:: BRANO
Mentre era in corso il dibattito alla Camera, una nuova sentenza della Corte di Strasburgo ha fatto irruzione nel dibattito parlamentare. Condannare un giornalista alla prigione è una violazione della libertà d’espressione: lo ha stabilito, come ha riferito l’Ansa, la Corte europea dei diritti dell’Uomo nella sentenza in cui dà ragione a Maurizio Belpietro. Belpietro fu condannato per diffamazione a quattro mesi di carcere, poi sospesi, per aver pubblicato, nel novembre 2004, un articolo firmato da Raffaele Iannuzzi dal titolo ‘Mafia, 13 anni di scontri tra pm e carabinieri’, ritenuto diffamatorio nei confronti dei magistrati Giancarlo Caselli e Guido Lo Forte. I giudici di Strasburgo nella sentenza spiegano che una pena così severa rappresenta una violazione del diritto alla libertà d’espressione del direttore di Libero. La Corte sottolinea infatti che Belpietro venne condannato dalla Corte d’Appello di Milano non solo a risarcire Lo Forte e Caselli per un totale di 110 mila euro, ma fu anche condannato a quattro mesi di prigione. Secondo la Corte è questa parte della condanna, anche se poi sospesa, a costituire una violazione della libertà d’espressione. La Corte infatti ritiene che, nonostante spetti alla giurisdizione interna fissare le pene, la prigione per un reato commesso a mezzo stampa è quasi sempre incompatibile con la libertà d’espressione dei giornalisti, garantita dall’articolo 10 della Convenzione europea dei diritti dell’Uomo. Solo in circostanze eccezionali, come per esempio nel caso di incitamento alla violenza o di diffusione di discorsi razzisti, può essere ammessa. Secondo i giudici di Strasburgo, nonostante l’articolo di Iannuzzi sia stato giustamente considerato diffamatorio, esso non rientra in quei casi eccezionali per cui può essere prevista la prigione.
::::
[ESERCIZIO PROPOSTO 1] Per ciascuna affermazione, di' se è in accordo con il brano sulla sentenza di Strasburgo rispondendo sì o no, e cita alla lettera le parole del brano che lo decidono: (a) Belpietro fu condannato a quattro mesi di carcere, che poi vennero sospesi; (b) l'articolo di Iannuzzi uscì nel novembre 2005; (c) il risarcimento a Lo Forte e Caselli arrivava in tutto a 110 mila euro.
Il brano e l'elenco non hanno alcun legame tra loro.
:: MATERIALE DI LAVORO
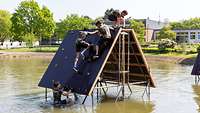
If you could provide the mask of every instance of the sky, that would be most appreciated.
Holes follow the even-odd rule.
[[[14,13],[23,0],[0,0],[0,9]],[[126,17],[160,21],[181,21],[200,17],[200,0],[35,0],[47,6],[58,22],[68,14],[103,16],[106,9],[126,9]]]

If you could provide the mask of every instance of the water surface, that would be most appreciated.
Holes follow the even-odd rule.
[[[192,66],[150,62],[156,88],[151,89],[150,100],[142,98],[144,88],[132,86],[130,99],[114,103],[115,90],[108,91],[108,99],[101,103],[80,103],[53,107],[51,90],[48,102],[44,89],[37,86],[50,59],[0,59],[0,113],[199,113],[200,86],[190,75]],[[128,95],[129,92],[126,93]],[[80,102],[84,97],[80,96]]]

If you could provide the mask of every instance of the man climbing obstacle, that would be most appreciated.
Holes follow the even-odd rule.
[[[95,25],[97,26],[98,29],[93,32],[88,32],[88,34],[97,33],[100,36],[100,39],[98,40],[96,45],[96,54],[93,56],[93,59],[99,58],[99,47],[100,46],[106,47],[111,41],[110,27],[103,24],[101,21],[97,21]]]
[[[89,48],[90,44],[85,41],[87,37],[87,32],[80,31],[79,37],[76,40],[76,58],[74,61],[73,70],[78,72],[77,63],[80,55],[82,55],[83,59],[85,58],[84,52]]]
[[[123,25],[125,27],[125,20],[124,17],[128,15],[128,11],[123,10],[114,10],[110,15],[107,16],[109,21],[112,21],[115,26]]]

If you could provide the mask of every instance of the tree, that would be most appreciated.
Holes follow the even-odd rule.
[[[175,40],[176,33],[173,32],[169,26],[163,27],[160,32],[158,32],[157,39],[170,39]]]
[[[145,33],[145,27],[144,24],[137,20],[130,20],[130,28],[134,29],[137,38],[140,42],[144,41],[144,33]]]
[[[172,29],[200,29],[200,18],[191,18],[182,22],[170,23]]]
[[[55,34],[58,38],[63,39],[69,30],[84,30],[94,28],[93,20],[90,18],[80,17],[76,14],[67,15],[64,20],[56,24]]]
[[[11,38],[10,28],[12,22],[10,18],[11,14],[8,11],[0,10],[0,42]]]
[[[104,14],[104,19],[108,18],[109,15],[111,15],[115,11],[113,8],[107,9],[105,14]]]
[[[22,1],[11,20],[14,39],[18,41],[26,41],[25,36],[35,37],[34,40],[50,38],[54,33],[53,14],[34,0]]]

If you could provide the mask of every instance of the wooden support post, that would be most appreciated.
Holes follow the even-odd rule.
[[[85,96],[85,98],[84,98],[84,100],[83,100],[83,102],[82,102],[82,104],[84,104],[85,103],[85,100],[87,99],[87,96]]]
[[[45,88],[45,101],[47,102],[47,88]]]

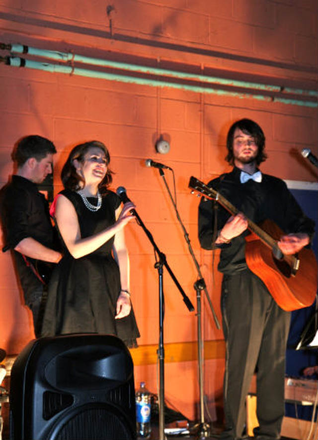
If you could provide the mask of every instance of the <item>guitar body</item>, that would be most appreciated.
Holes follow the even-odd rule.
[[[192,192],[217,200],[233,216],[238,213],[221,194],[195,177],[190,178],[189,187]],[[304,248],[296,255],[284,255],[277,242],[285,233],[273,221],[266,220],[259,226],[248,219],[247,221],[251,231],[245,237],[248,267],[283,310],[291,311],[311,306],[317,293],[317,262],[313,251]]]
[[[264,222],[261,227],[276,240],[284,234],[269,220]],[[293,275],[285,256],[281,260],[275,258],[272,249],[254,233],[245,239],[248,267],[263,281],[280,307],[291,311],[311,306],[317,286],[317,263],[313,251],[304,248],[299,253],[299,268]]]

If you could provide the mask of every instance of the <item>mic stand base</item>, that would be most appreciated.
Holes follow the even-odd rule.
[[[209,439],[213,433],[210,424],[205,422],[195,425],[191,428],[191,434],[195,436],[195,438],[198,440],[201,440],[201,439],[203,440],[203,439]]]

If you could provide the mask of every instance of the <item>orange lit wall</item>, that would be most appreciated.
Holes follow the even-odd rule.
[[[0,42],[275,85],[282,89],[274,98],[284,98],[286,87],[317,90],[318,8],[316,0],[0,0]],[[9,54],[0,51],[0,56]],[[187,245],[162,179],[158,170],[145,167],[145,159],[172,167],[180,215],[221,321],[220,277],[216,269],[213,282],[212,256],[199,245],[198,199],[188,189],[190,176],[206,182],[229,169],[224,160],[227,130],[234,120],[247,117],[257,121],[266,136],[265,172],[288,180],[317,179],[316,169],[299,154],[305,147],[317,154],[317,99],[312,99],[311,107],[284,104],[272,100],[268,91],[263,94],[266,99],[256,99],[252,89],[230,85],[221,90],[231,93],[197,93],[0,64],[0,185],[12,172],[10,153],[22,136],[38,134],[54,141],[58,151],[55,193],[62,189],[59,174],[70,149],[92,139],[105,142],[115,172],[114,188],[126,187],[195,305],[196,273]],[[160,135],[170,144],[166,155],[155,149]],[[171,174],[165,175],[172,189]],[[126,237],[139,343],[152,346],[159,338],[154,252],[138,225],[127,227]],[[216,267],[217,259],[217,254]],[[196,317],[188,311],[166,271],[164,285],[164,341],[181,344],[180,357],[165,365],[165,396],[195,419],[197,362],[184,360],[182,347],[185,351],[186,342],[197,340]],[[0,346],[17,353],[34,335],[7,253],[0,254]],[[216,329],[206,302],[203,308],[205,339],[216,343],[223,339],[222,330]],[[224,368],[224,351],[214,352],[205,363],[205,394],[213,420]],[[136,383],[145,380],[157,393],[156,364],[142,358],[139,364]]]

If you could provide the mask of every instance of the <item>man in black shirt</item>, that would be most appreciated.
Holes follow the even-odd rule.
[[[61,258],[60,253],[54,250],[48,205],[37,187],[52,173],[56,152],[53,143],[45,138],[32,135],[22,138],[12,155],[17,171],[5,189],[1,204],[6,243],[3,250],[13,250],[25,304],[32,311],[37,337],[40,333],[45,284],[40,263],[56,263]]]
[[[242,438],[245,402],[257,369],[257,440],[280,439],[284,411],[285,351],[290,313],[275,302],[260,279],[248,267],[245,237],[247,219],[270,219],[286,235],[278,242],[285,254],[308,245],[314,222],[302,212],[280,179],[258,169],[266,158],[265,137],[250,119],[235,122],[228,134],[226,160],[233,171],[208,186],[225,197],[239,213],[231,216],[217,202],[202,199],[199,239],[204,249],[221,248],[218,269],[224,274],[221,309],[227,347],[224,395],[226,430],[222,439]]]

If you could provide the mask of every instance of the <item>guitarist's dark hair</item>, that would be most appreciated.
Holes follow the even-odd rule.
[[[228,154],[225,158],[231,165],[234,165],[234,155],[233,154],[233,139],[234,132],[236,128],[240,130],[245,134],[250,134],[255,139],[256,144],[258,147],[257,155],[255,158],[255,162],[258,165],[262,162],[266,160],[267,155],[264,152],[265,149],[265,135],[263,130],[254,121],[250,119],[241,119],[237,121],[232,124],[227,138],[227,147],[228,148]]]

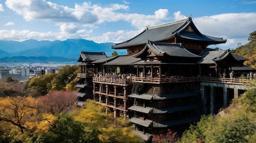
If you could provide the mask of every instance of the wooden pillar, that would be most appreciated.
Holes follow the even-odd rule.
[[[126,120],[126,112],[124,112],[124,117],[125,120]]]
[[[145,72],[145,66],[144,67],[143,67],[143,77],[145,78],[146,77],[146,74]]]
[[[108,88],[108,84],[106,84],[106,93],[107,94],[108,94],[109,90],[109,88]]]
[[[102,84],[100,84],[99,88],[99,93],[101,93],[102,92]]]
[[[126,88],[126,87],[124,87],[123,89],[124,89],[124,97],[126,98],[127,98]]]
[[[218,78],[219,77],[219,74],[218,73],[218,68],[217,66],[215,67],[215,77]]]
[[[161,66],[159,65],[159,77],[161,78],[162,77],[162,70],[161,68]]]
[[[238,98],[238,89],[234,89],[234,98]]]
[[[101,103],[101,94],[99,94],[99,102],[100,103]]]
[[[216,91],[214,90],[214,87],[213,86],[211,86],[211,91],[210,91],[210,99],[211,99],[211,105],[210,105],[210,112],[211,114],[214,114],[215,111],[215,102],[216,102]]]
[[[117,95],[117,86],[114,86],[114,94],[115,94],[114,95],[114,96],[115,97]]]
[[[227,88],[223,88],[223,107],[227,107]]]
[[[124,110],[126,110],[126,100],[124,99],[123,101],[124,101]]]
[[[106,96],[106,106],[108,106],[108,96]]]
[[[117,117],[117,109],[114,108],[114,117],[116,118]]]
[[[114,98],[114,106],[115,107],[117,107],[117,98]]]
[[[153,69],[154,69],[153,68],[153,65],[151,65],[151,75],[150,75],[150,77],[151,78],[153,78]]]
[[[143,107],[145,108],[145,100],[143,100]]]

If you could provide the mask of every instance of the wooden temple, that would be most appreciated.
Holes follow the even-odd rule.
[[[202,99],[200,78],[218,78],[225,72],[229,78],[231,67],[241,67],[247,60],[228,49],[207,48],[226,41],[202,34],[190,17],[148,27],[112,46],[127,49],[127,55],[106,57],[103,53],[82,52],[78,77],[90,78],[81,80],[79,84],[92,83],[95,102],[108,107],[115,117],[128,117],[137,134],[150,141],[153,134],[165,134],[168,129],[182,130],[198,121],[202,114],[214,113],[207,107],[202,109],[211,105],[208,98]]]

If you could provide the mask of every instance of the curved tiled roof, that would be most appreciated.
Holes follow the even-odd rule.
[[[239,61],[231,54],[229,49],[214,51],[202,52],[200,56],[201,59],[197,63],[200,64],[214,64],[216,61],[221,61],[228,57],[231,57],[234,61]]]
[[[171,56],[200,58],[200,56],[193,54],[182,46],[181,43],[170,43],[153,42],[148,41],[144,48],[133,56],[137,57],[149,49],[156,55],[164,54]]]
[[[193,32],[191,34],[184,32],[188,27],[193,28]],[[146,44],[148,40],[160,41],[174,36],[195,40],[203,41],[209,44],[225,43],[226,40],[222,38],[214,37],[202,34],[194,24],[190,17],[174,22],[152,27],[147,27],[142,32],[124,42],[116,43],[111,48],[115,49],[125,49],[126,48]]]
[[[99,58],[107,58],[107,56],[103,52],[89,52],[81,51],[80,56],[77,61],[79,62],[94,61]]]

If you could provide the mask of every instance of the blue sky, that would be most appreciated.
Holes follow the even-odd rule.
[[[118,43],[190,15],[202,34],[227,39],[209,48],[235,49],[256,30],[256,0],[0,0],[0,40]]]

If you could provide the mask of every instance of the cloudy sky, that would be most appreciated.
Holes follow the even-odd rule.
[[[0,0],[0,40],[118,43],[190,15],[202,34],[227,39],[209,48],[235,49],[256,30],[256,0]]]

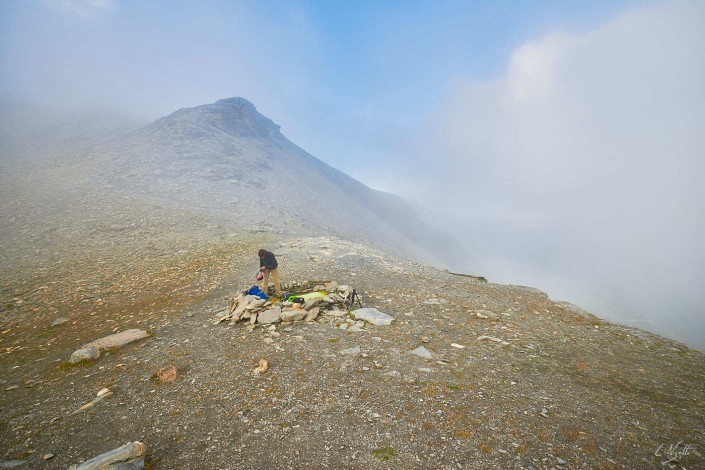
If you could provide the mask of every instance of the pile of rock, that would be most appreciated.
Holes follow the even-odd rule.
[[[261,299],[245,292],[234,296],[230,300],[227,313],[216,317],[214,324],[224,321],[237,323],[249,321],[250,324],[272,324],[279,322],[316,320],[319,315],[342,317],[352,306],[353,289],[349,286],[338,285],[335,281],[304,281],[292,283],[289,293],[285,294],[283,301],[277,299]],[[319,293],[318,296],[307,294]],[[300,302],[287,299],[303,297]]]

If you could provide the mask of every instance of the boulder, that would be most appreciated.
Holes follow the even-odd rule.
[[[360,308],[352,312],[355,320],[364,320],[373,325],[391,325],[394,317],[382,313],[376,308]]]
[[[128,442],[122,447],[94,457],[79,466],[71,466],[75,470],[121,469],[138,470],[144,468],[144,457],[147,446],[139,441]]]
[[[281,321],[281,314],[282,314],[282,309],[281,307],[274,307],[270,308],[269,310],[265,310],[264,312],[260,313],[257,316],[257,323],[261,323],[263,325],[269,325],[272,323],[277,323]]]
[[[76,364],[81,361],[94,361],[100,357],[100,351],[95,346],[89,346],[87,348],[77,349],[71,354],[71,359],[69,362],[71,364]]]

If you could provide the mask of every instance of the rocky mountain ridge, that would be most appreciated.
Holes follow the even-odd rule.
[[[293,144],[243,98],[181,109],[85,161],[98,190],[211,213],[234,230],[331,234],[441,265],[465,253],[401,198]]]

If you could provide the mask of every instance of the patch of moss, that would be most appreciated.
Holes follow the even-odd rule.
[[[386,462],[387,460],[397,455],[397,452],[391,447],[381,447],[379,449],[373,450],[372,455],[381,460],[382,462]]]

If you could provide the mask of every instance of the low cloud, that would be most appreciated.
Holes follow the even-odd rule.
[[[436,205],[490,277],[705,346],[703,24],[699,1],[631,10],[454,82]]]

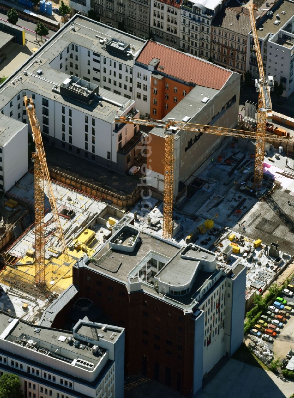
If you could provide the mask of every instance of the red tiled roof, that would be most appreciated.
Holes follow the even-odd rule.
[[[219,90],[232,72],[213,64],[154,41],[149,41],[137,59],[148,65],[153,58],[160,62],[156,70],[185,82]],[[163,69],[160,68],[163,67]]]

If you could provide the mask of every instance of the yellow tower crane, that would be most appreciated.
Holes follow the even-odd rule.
::::
[ESERCIZIO PROPOSTO 2] Riporta tutte le righe dell'elenco in cui compare la parola "roof", facendo distinzione tra maiuscole e minuscole.

[SOLUZIONE ESERCIZIO 1]
(a) Sì: «Belpietro fu condannato per diffamazione a quattro mesi di carcere, poi sospesi»
(b) No: «nel novembre 2004»
(c) Sì: «per un totale di 110 mila euro»

[SOLUZIONE ESERCIZIO 2]
If you could provide the mask of every instance of the curved tiled roof, that would be most appreciated.
If you could provide the mask of every instance of the red tiled roof, that would be most appreciated.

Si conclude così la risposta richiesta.